-- The records start --

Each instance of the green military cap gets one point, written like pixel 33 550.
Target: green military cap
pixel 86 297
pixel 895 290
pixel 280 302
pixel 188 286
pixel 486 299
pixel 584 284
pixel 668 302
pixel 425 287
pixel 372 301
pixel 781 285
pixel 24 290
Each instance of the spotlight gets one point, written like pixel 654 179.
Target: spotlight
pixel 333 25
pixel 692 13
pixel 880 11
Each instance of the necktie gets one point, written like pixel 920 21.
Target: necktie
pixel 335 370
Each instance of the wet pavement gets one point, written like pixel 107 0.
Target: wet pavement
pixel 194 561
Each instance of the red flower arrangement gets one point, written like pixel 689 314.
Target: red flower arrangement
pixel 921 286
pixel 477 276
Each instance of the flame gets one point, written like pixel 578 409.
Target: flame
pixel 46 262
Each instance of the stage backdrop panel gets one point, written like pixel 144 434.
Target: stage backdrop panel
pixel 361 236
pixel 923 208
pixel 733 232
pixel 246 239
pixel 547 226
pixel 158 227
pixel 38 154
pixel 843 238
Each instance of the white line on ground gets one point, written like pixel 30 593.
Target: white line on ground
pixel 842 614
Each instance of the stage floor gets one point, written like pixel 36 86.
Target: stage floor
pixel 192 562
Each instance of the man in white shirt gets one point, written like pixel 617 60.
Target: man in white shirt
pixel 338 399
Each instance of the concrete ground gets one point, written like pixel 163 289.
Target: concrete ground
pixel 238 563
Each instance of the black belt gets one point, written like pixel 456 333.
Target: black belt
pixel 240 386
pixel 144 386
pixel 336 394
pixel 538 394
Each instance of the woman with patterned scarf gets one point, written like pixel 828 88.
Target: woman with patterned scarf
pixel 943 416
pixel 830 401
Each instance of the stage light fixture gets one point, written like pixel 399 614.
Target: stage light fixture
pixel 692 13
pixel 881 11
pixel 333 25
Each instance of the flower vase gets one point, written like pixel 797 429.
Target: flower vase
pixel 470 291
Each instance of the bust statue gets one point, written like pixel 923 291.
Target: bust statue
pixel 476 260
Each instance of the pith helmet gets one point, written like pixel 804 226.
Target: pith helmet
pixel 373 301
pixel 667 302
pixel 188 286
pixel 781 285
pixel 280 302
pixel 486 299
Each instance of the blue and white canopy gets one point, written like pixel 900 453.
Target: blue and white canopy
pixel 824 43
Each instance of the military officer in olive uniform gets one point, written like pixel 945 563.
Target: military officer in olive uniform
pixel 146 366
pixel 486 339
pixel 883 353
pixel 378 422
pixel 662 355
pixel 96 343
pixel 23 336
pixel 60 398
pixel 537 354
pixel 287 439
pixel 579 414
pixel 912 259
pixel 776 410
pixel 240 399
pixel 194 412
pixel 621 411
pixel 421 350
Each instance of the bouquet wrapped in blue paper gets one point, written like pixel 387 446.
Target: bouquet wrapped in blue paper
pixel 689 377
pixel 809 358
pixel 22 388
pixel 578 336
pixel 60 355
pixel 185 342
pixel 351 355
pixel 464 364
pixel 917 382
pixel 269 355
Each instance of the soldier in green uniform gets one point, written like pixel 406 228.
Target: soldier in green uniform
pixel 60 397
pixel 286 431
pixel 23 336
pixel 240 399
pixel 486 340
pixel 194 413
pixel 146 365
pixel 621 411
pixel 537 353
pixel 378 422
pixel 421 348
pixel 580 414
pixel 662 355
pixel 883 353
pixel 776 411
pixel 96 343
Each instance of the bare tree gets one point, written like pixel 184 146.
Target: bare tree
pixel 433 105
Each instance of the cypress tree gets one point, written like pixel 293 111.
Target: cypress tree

-- The records end --

## Requirement
Output each record precisely as given.

## Final answer
Each instance of the green military cap gets one point, written like pixel 33 550.
Target: green military cap
pixel 86 297
pixel 895 290
pixel 280 302
pixel 188 286
pixel 486 299
pixel 584 284
pixel 668 302
pixel 425 287
pixel 372 301
pixel 781 285
pixel 24 290
Each instance of the spotlight gets one point, written like pixel 654 179.
Target: spotlight
pixel 333 25
pixel 692 13
pixel 880 11
Each instance of the necktie gets one point, written like pixel 920 21.
Target: necktie
pixel 335 370
Each instance of the wet pavement gets one point, written like pixel 107 0.
Target: wet pavement
pixel 194 561
Each instance of the red flower arrangement gets one point, written like pixel 689 314.
Target: red flower arrangement
pixel 921 286
pixel 477 276
Each instance of the flame gets one point, written like pixel 578 409.
Target: flame
pixel 46 262
Each instance of the stage backdrop panel gets one point, written like pixel 144 434.
Target: stage backdrop panel
pixel 361 236
pixel 923 208
pixel 733 232
pixel 246 239
pixel 547 226
pixel 158 227
pixel 38 154
pixel 843 238
Each instance of the white line on ground gets one point, written like pixel 30 593.
Target: white line on ground
pixel 842 614
Each instance of the stage floor gets one point, written like pixel 36 86.
Target: stage floor
pixel 192 562
Each instance of the man in white shirt gets one point, written like pixel 617 60.
Target: man in white shirt
pixel 338 399
Each instance of the concrete ground gets one point, written like pixel 163 289.
Target: concrete ground
pixel 238 563
Each instance of the black belt gets one point, written like pixel 456 333.
Target: black belt
pixel 240 386
pixel 144 386
pixel 336 394
pixel 538 394
Each instance of the woman with patterned scarf gets one point, written like pixel 828 88.
Target: woman with patterned scarf
pixel 943 416
pixel 830 401
Each instance of the stage light fixture gets one point, written like pixel 399 614.
Target: stage light fixture
pixel 692 13
pixel 881 11
pixel 333 25
Each instance of the flower vase gets one point, written like pixel 797 429.
Target: flower vase
pixel 470 291
Each instance of the bust statue gets one point, written like pixel 923 291.
Target: bust statue
pixel 476 260
Each instance of the pith helmet gets one point, written like pixel 804 226.
Target: pith helmet
pixel 373 301
pixel 667 302
pixel 188 286
pixel 781 285
pixel 280 302
pixel 486 299
Each instance of the blue and white canopy gets one point, written like pixel 900 453.
Target: blue and white canopy
pixel 824 43
Each instance of the military officer in olive uniform gets one point, written like pixel 945 563.
Target: military officer in olive uniform
pixel 146 366
pixel 486 339
pixel 883 353
pixel 378 422
pixel 662 355
pixel 96 343
pixel 23 336
pixel 60 398
pixel 537 354
pixel 287 439
pixel 579 414
pixel 912 259
pixel 776 410
pixel 240 399
pixel 194 412
pixel 621 411
pixel 421 350
Each instance of the bouquet wrapped in blue paper gets one point, written like pixel 387 446.
Target: bouquet wrapped in blue paper
pixel 689 377
pixel 809 358
pixel 22 388
pixel 578 336
pixel 60 355
pixel 185 342
pixel 351 355
pixel 464 364
pixel 917 382
pixel 269 355
Each instance of the soldier in green uniform gets one point, written like pixel 406 228.
Target: soldier in green uniform
pixel 60 397
pixel 286 431
pixel 23 336
pixel 240 399
pixel 486 340
pixel 194 413
pixel 146 365
pixel 621 411
pixel 537 353
pixel 378 422
pixel 421 348
pixel 580 414
pixel 662 355
pixel 883 353
pixel 776 411
pixel 96 343
Each instance of the bare tree gets one point, written like pixel 184 146.
Target: bare tree
pixel 433 105
Each instance of the cypress tree gets one point, written like pixel 293 111.
Target: cypress tree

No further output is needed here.